Start of Supplied passage

- Conference: Mid-American Conference
- Record: 7–3 (4–2 MAC)
- Head coach: Charlie Snyder (6th season);
- Captains: Bill Winter; Jim Cure;
- Home stadium: Fairfield Stadium

= 1964 Marshall Thundering Herd football team =

American college football season

The 1964 Marshall Thundering Herd football team was an American football team that represented Marshall University in the Mid-American Conference (MAC) during the 1964 NCAA University Division football season. In its sixth season under head coach Charlie Snyder, the team compiled a 7–3 record (4–2 against conference opponents), tied for second place out of seven teams in the MAC, and outscored opponents by a total of 120 to 93. Bill Winter and Jim Cure were the team captains. The team played its home games at Fairfield Stadium in Huntington, West Virginia.

End of Supplied passage

• [Objective 1]
From the 1964 Marshall football passage, print the part that begins with the words "American college football" and ends with "Huntington, West Virginia.", copied word for word.

Start of Records shown

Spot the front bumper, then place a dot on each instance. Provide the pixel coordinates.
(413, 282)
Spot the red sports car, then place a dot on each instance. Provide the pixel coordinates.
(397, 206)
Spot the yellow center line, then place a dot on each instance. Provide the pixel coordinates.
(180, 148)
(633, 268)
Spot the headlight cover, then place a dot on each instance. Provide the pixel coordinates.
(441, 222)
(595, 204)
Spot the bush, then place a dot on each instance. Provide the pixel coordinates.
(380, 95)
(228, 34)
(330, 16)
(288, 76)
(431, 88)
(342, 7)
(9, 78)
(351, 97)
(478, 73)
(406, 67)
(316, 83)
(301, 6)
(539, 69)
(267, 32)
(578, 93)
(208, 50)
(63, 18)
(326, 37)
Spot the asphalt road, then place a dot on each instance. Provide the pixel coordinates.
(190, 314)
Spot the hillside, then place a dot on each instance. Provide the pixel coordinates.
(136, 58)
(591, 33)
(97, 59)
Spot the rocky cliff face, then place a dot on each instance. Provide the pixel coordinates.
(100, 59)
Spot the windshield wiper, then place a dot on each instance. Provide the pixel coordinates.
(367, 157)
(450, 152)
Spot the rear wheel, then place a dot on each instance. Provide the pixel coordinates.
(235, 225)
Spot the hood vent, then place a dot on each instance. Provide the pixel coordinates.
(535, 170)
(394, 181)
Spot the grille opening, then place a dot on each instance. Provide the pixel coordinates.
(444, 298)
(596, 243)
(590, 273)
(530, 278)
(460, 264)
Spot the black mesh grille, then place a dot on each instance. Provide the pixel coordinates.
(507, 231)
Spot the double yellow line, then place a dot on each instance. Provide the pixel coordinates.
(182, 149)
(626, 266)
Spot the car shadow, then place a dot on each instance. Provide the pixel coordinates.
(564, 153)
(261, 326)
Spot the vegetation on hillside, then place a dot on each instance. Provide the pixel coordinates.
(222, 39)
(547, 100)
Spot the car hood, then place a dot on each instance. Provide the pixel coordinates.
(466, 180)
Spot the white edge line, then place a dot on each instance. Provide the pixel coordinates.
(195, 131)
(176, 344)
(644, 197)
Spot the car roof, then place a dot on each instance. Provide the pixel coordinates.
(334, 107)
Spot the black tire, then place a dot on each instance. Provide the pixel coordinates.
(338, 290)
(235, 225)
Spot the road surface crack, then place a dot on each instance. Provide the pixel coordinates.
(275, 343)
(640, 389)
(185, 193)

End of Records shown

• [Objective 2]
Locate every line in the rows containing the string "yellow" and copy each one out in full, treating case as significant.

• [Correct output 1]
American college football season

The 1964 Marshall Thundering Herd football team was an American football team that represented Marshall University in the Mid-American Conference (MAC) during the 1964 NCAA University Division football season. In its sixth season under head coach Charlie Snyder, the team compiled a 7–3 record (4–2 against conference opponents), tied for second place out of seven teams in the MAC, and outscored opponents by a total of 120 to 93. Bill Winter and Jim Cure were the team captains. The team played its home games at Fairfield Stadium in Huntington, West Virginia.

• [Correct output 2]
Spot the yellow center line, then place a dot on each instance. Provide the pixel coordinates.
Spot the double yellow line, then place a dot on each instance. Provide the pixel coordinates.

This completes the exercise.